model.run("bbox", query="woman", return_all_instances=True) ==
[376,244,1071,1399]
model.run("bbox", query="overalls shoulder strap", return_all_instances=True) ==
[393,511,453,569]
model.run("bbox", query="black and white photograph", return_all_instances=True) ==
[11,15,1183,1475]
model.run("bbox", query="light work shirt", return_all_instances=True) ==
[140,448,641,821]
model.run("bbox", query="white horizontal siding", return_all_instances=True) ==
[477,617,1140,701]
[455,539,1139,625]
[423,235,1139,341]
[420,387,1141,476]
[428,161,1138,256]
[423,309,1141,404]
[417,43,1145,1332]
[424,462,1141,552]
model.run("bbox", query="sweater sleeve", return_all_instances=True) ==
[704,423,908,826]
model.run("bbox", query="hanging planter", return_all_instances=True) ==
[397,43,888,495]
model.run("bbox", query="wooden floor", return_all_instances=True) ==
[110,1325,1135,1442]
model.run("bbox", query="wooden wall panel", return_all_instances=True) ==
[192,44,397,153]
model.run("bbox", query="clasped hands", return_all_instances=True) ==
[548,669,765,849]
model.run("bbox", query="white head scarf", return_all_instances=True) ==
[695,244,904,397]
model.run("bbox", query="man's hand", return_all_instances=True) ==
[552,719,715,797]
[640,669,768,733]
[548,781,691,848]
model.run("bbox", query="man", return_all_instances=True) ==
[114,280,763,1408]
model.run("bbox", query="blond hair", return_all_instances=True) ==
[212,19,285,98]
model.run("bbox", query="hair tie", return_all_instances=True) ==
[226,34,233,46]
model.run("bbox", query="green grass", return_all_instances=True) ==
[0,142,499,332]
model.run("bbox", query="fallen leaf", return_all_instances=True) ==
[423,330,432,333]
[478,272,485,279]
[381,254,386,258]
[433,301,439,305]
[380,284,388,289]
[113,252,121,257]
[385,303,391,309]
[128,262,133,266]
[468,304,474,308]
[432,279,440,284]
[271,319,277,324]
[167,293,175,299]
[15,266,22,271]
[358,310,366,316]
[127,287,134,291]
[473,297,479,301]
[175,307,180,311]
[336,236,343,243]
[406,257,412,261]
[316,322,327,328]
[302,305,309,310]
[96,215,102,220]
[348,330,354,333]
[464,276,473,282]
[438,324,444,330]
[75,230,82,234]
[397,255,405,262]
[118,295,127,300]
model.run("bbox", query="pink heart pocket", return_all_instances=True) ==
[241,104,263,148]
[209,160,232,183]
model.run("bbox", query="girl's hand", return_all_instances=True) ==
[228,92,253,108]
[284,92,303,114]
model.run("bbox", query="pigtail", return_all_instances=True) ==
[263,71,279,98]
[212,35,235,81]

* * * * * * * * *

Task:
Copy out the entries from the material above, matching each one exactly.

Output of the task:
model.run("bbox", query="woman", return_all_instances=True) ==
[376,244,1071,1399]
model.run("bbox", query="overalls shoulder strap", return_all_instances=True) ==
[393,511,453,569]
model.run("bbox", query="black and white photograph", return_all_instances=True) ==
[11,15,1183,1475]
model.run("bbox", query="light work shirt", return_all_instances=True) ==
[140,448,641,821]
model.run("bbox", query="white horizontal siding", return_all_instances=True) ==
[477,617,1140,701]
[455,539,1139,625]
[423,235,1139,341]
[420,387,1141,476]
[428,161,1138,256]
[423,309,1141,404]
[417,43,1145,1332]
[424,462,1141,552]
model.run("bbox", query="sweater sleeve", return_all_instances=True) ==
[704,423,908,826]
model.run("bbox", query="hanging planter", return_all_instances=True) ==
[397,43,888,495]
model.run("bbox", query="wooden floor", return_all_instances=True) ==
[110,1325,1135,1442]
model.run("bbox", query="wooden wall panel", return_all_instances=True) ==
[192,44,397,153]
model.run("bbox", query="clasped hands", return_all_instances=True) ==
[548,669,765,849]
model.run("bbox", query="white head scarf", return_all_instances=True) ==
[695,244,904,397]
model.run("bbox", query="man's hand", return_all_instances=True) ==
[552,719,715,797]
[640,669,768,733]
[548,781,691,848]
model.run("bbox", query="man", return_all_instances=True) ==
[114,280,763,1408]
model.run("bbox", query="blond hair", return_all_instances=True) ==
[212,19,285,98]
model.run("bbox", query="hair tie", return_all_instances=True) ==
[226,34,233,46]
model.run("bbox", query="green grass", return_all_instances=True) ==
[0,142,499,332]
model.run("bbox", query="fallen leaf", return_all_instances=True) ==
[423,330,432,333]
[478,272,485,279]
[381,254,386,258]
[433,301,439,305]
[380,284,388,289]
[113,252,121,257]
[385,303,391,309]
[128,262,133,266]
[468,304,474,308]
[432,279,440,284]
[271,319,277,324]
[167,293,175,299]
[15,266,22,271]
[358,310,366,316]
[127,287,134,291]
[473,297,479,301]
[175,307,180,311]
[336,236,343,243]
[406,257,412,261]
[316,322,327,328]
[302,305,309,310]
[96,215,102,220]
[348,330,354,333]
[464,276,473,282]
[438,324,444,330]
[75,230,82,234]
[397,255,405,262]
[118,295,127,300]
model.run("bbox", query="pink heart pocket", return_all_instances=True) ==
[241,104,263,148]
[209,160,232,183]
model.run("bbox", query="girl's hand", return_all_instances=True) ==
[228,92,253,108]
[284,92,303,114]
model.run("bbox", query="pigtail", return_all_instances=True) ==
[263,71,279,98]
[212,35,235,81]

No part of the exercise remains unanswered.